STATED TASK. Reproduce the following listing verbatim, omitting the picture from your copy.

DATA ROWS.
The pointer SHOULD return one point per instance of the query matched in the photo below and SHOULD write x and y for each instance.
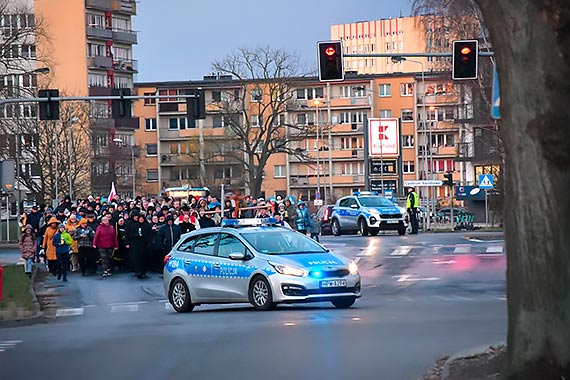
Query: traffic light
(196, 106)
(121, 108)
(330, 61)
(49, 109)
(465, 57)
(448, 181)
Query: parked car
(367, 214)
(324, 215)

SOLUTION TO THIS TASK.
The pointer SHOULD return one point per instance of the query matched in the photo below and SHOULD write x and y for each instance.
Query: traffic light
(196, 106)
(121, 108)
(330, 61)
(49, 109)
(465, 57)
(448, 181)
Query: parked car
(367, 214)
(324, 215)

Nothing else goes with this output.